TASK INSTRUCTIONS: Retype each record exactly; no pictures.

┌────────

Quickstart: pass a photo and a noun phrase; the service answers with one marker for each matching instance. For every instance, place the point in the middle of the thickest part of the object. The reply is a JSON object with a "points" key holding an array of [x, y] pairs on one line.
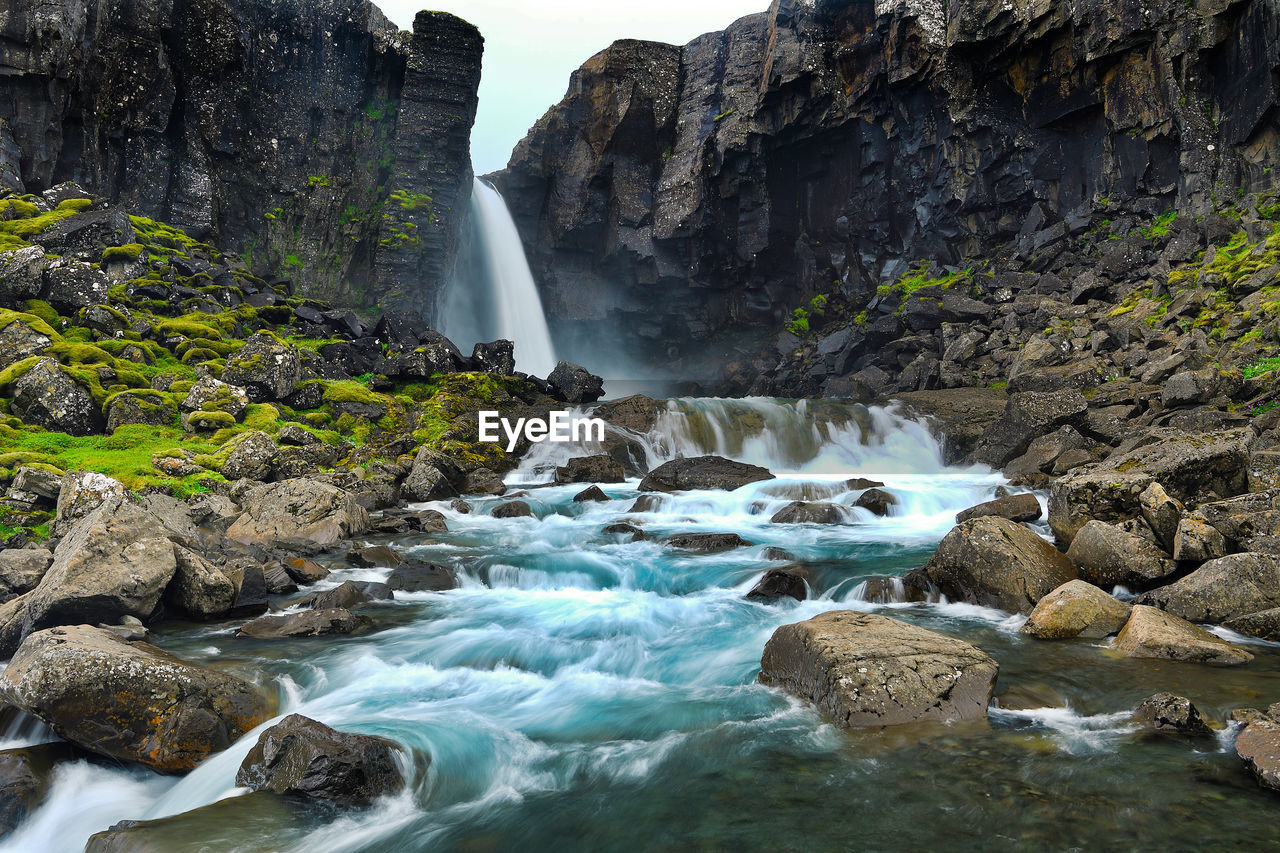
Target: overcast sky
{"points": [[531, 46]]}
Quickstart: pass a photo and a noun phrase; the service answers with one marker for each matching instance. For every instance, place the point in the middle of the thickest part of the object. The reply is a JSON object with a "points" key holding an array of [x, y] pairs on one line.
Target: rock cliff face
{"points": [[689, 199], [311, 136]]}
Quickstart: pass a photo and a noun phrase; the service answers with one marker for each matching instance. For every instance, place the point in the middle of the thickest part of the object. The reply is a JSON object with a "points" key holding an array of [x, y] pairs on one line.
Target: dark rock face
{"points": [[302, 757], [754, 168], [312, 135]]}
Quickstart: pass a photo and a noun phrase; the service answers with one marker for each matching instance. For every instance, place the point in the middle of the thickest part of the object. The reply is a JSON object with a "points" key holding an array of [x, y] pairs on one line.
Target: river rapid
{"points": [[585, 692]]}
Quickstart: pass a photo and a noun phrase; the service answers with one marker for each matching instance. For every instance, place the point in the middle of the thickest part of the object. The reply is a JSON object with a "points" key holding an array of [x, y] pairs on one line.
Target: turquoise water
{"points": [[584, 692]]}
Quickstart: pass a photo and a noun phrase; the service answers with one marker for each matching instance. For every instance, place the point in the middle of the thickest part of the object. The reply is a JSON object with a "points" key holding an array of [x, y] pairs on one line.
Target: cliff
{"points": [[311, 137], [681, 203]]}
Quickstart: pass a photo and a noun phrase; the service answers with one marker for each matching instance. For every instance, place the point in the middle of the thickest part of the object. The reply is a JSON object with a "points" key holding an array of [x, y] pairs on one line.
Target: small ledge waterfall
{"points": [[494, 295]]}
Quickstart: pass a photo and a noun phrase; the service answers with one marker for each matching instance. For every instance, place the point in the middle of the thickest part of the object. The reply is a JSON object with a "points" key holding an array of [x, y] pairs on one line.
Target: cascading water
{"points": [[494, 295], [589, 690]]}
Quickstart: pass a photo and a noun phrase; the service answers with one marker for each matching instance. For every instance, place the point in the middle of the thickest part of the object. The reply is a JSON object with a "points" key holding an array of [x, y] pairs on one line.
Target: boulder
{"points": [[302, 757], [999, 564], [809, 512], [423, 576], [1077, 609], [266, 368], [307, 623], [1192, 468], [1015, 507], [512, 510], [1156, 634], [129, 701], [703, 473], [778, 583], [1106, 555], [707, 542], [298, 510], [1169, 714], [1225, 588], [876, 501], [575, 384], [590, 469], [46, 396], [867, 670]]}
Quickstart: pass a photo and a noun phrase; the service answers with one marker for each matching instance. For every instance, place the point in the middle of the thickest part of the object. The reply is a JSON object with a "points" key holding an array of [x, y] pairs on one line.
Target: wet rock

└────────

SOLUTION TO THIS EXERCISE:
Quickstart: pass a photo and a noun phrase; the service answers with one marker for each matching instance. For every instance, place the point in the middle of the thickest part of the object. The reply is a JSON object with a "points" key holding an array of [x, y] pairs on one line.
Target: overcast sky
{"points": [[531, 46]]}
Quickstart: pass a photo and a noun phrase; the service answers with one marker for each matching instance. For every instance, place the point in the middle of the thickest part of the object. The reply is a JSON object with a "points" key holding an array of [x, y] pairs on one line.
Target: rock cliff face
{"points": [[689, 199], [311, 136]]}
Quickstart: pass a photo and a noun phrase; the service answers with one marker for each matching instance. For every instance, place the point in the middle of the thickest part of the object. The reply is a JSON object with a "points" key holding an array of [x, y] pairs on one line.
Target: dark rock face
{"points": [[302, 757], [754, 168], [312, 135]]}
Quickstart: pass a photo and a noun phrase; the service answers with one marker for each matching instance. For every instance, place the point in the middle of the thickest part of the object. The reply is a JSON object with a "points" key holding an array of [x, y] pairs on one line.
Target: river rapid
{"points": [[585, 692]]}
Quickstart: pass a photo and a noun phrase; the service answers with one marker for each matching instance. For every instance, place the point in the middle of the thickest part of the object. The reply is a JSON object with a "points" key holding an array of [x, y] pairs on one line.
Target: turquoise water
{"points": [[584, 692]]}
Quickstart: pass a photo and a noun phrase; the service answers with one marker for each matching instance. For every instance, place the point in the middle of the thickest part of the object. The reply is a JSON object with a "points" key holding an array of [x, y] pairs on one line.
Target: cliff
{"points": [[311, 137], [681, 203]]}
Quickstart: pass a photo and a noun phrase; the service answers with one marker for each matching instance. For every instance, place the point in the middle of the thickest part of the object. The reply is a JSON object with a "points" key holding an array of [x, y] pairs on one line.
Target: small ledge waterfall
{"points": [[494, 295]]}
Quickstart: pass a photo and a noun phrase; the service answers with one marker for each matching instance. For every instance, place the point in the middle of the thickest part of the object. The reply is a JSON object with a "points" key holding an array of [x, y] pairs on one line.
Target: cascading water
{"points": [[494, 295], [589, 690]]}
Quickstart: pass a photo and a noun phrase; the service answers with one marker for each matching instance. For every instance, place the point in the middle of the thickest part of the object. The reply is a JSON object with a "points" key holding an array of [x, y] pairs on one line.
Target: boulder
{"points": [[302, 757], [999, 564], [809, 512], [423, 576], [1077, 609], [266, 368], [307, 623], [1192, 468], [1015, 507], [512, 510], [1156, 634], [129, 701], [703, 473], [778, 583], [1106, 555], [707, 542], [298, 510], [1169, 714], [1225, 588], [876, 501], [575, 384], [590, 469], [46, 396], [867, 670]]}
Quickstart: pass a photo and a noun phrase; the service answers with one marker for each matching instance. For every instance, place the point in the middle of the thickest part of the object. The reply is a JSON object with a "points" key holding an array of [x, y] pairs on one line.
Target: wet rock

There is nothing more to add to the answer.